▶ [Stated exercise]
Arrange the rows below as a JSON list of strings, with one string per line and blank lines omitted. Leave the pictures out of the list.

++++

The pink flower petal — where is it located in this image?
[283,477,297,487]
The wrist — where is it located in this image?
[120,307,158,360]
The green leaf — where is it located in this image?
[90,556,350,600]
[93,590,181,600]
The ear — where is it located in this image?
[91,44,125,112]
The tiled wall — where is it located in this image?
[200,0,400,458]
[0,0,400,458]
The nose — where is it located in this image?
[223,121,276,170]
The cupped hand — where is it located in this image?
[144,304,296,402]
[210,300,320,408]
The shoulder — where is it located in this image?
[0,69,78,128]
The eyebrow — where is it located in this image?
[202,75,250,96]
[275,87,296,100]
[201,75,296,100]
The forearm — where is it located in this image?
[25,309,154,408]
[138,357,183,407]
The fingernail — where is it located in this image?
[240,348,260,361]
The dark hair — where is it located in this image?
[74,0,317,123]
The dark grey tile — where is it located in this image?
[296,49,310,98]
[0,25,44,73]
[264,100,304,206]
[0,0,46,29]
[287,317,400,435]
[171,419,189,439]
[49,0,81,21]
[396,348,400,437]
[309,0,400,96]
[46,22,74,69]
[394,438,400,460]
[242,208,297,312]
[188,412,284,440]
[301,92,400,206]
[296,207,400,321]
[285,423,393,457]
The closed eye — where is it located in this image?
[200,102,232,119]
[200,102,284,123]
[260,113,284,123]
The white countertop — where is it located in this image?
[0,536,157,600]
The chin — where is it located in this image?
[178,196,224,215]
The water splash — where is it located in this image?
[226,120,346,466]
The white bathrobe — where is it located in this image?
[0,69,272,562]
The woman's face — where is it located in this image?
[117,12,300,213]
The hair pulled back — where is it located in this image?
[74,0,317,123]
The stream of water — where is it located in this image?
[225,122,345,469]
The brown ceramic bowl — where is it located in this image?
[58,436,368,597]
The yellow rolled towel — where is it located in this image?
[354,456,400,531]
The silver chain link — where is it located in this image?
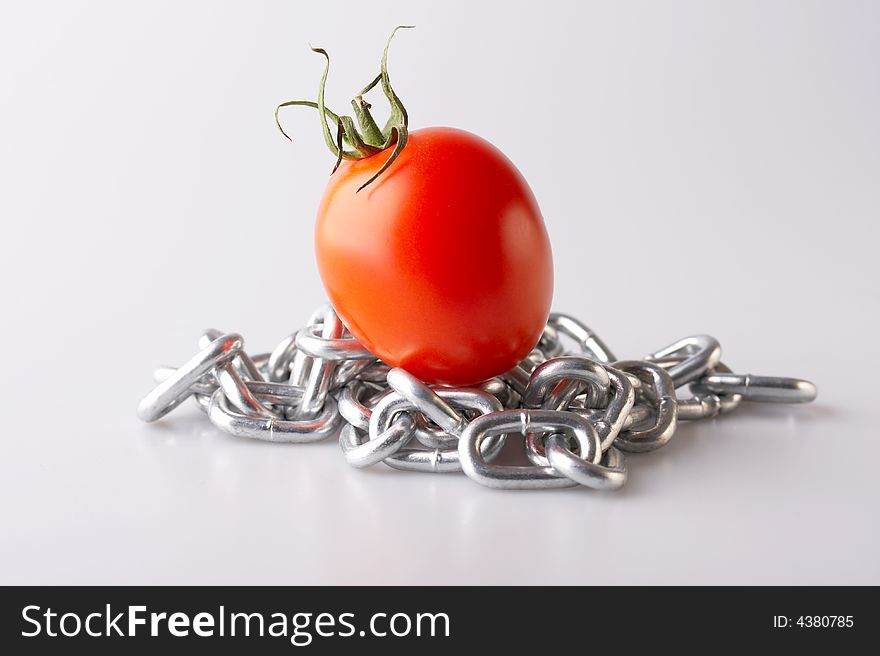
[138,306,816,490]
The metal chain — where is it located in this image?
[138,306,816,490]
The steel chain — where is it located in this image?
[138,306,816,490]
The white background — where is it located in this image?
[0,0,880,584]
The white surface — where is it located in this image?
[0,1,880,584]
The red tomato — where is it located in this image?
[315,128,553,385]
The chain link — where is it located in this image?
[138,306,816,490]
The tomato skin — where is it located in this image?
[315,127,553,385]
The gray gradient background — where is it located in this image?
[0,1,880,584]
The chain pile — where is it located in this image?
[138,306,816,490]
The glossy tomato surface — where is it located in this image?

++++

▶ [Result of this task]
[
  "The pink flower petal — where is it located in this image?",
  "[283,477,297,487]",
  "The wrist — where is it located in this image?",
  "[120,307,158,360]",
  "The green leaf — where is it located in this image?",
  "[90,556,350,600]",
  "[93,590,181,600]",
  "The ear — where is it located in this image?",
  "[91,44,125,112]",
  "The tiled wall — where is it located in this image?",
  "[200,0,400,458]",
  "[0,0,400,458]",
  "The nose — where is it located in this image?",
  "[223,121,276,170]",
  "The cupped hand — where is it located in this image?",
  "[144,304,296,402]",
  "[210,300,320,408]",
  "The shoulder — where is it located in this image?",
  "[0,69,78,128]",
  "The eyebrow — where is it located in this image?",
  "[202,75,250,96]",
  "[275,87,296,100]",
  "[201,75,296,100]",
  "The forearm — where is it located in this image?",
  "[25,309,154,408]",
  "[138,357,183,407]",
  "The fingernail — where is it located in this image?",
  "[240,348,260,361]",
  "The dark hair — where is it located in this image?",
  "[74,0,317,123]",
  "The dark grey tile — where is it located in this image?",
  "[296,49,310,98]",
  "[0,25,44,73]",
  "[264,100,304,206]",
  "[0,0,46,29]",
  "[287,317,400,435]",
  "[171,419,189,439]",
  "[49,0,81,21]",
  "[396,348,400,437]",
  "[309,0,400,96]",
  "[46,22,74,69]",
  "[394,438,400,460]",
  "[242,208,297,312]",
  "[188,412,284,440]",
  "[301,92,400,206]",
  "[296,207,400,321]",
  "[285,423,393,457]",
  "The closed eye — where is it located in this image?",
  "[200,102,232,119]",
  "[200,102,284,123]",
  "[260,113,284,123]",
  "The white countertop — where is it located in this image?",
  "[0,536,157,600]",
  "The chin — where is it located in this image?",
  "[178,196,224,215]",
  "The water splash — where is it located in this image?",
  "[226,120,346,466]",
  "The white bathrobe — where is it located in this image?",
  "[0,69,272,562]",
  "The woman's face — where is it located in this image?",
  "[117,12,300,213]",
  "The hair pulled back — where is it located in this image?",
  "[74,0,317,123]",
  "The stream of water — where is it located in this image?",
  "[225,122,345,469]",
  "The brown ceramic bowl — where is it located in this image?",
  "[58,436,368,597]",
  "The yellow rolled towel — where is it located in this image?",
  "[354,456,400,531]",
  "The silver chain link — where is it located in this image?",
  "[138,306,816,490]",
  "The metal chain — where is it located in this image?",
  "[138,306,816,490]",
  "The steel chain — where is it located in this image?",
  "[138,306,816,490]",
  "The white background — where is it located in this image?",
  "[0,0,880,584]",
  "The white surface — where is it located in this image?",
  "[0,1,880,584]",
  "The red tomato — where is it located in this image?",
  "[315,128,553,385]",
  "The chain link — where is it located in this image?",
  "[138,306,816,490]",
  "The tomato skin — where is it located in this image?",
  "[315,127,553,385]",
  "The gray gradient background — where is it located in this image?",
  "[0,1,880,584]",
  "The chain pile — where is it located in this image?",
  "[138,306,816,490]",
  "The glossy tomato surface — where is it located in this image?"
]